— Begin DATASET ROWS —

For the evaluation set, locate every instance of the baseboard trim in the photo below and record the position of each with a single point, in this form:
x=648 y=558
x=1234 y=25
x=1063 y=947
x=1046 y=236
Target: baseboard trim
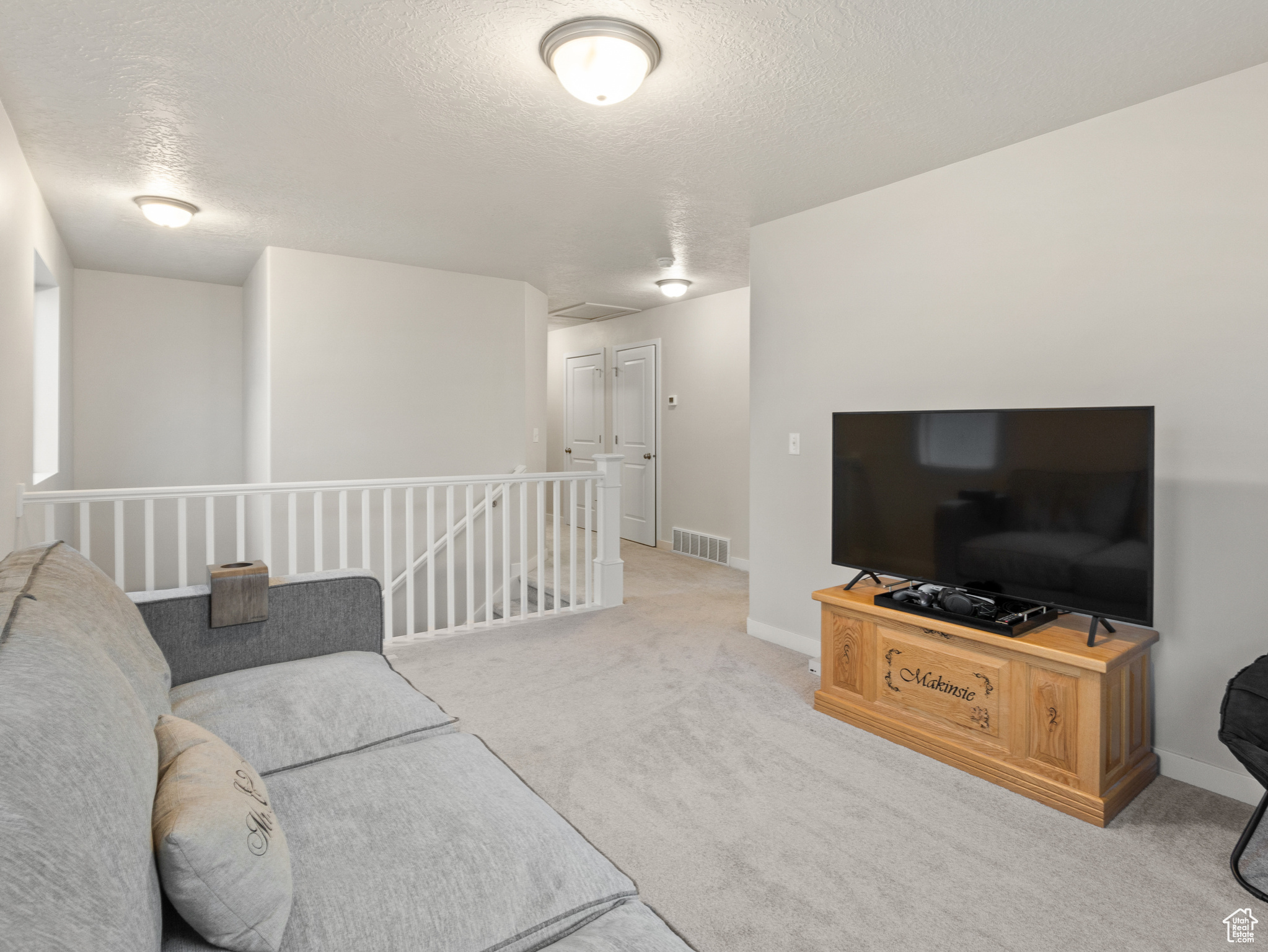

— End DATASET ROWS —

TASK DESCRIPTION
Can you give these rows again with "baseboard trim" switched to "skirting board" everywhere it appears, everything else unchanged and the pictures left out?

ANSWER
For the evaluation set, locate every instance of the skirting board in the photo below and record the position of each with a single point, in this form:
x=648 y=558
x=1234 y=25
x=1063 y=947
x=1046 y=236
Target: skirting board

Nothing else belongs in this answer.